— Start of GIVEN INFORMATION —
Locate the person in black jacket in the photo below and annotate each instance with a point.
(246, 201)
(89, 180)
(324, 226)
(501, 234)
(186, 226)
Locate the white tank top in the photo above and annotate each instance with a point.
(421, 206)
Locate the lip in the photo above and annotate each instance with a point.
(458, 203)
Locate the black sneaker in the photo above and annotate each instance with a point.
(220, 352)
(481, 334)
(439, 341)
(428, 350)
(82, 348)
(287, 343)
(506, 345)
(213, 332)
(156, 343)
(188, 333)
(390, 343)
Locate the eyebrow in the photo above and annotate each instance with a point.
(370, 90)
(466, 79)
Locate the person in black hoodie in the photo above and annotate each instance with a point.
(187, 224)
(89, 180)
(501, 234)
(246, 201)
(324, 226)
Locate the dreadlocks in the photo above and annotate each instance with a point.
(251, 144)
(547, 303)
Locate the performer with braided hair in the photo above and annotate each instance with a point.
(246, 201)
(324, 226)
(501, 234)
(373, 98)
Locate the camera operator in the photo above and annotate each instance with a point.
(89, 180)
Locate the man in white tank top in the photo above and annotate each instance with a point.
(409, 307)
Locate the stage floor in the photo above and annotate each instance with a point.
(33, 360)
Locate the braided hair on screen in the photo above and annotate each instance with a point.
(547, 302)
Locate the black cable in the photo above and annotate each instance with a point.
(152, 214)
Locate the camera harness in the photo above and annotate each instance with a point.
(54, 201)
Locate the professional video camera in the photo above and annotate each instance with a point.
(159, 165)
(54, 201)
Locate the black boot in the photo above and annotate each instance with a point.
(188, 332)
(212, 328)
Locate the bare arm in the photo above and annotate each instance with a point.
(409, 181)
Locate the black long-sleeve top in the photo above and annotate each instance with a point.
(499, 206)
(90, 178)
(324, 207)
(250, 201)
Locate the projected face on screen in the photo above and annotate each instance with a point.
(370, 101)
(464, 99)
— End of GIVEN INFORMATION —
■ STATED TASK ■
Type out the material again exactly as presented.

■ RESULT OF THIS EXERCISE ■
Locate the person in black jacket in the photo below and annotate each instance with a point.
(246, 201)
(89, 180)
(324, 226)
(501, 234)
(186, 226)
Locate the white tank top in the photo above and annotate each instance with a point.
(421, 206)
Locate the lip in the photo above and annotate each instance with a point.
(458, 203)
Locate the black sneaker in the photo above and annotate each instance with a point.
(220, 352)
(481, 334)
(439, 341)
(428, 350)
(82, 348)
(287, 343)
(506, 345)
(213, 332)
(156, 343)
(188, 333)
(390, 343)
Locate the eyebrow in the photo above and annotate each instance with a point.
(370, 90)
(466, 79)
Locate the person in black hoodie in the photo above and annotate each instance with a point.
(187, 224)
(89, 180)
(501, 234)
(246, 201)
(324, 226)
Locate the dreadlocks in the photo above and annotate each instance with a point.
(251, 144)
(547, 303)
Locate the performer with braided hair in the photo above and annotate each instance with a point.
(246, 201)
(324, 226)
(501, 234)
(373, 98)
Locate the camera operator in the photo above and annotate each instance with a point.
(89, 180)
Locate the man in white tank top in the photo above and annotate each instance with a point.
(409, 307)
Locate the stage floor in the photo above and annotate each instance with a point.
(33, 360)
Locate the braided hair on screen in the photo above and annotate each instance with a point.
(547, 302)
Locate the black cable in the photo above and annotate each instance with a point.
(152, 214)
Locate the camera harness in the photo above and annotate each instance with a point.
(54, 201)
Locate the professional video camera in the photo above and annotate each instance with a point.
(159, 165)
(54, 201)
Locate the black boot in the photo above and annotate each instance with a point.
(188, 332)
(212, 328)
Locate the bare arm in the photo above and annotate each instance with a point.
(409, 181)
Locate the black long-sleeve top in the photo above and annotate each instance with a point.
(499, 206)
(90, 178)
(324, 207)
(250, 201)
Locate the projected face on screen in the photo above and annotate each instance with a point.
(370, 101)
(464, 99)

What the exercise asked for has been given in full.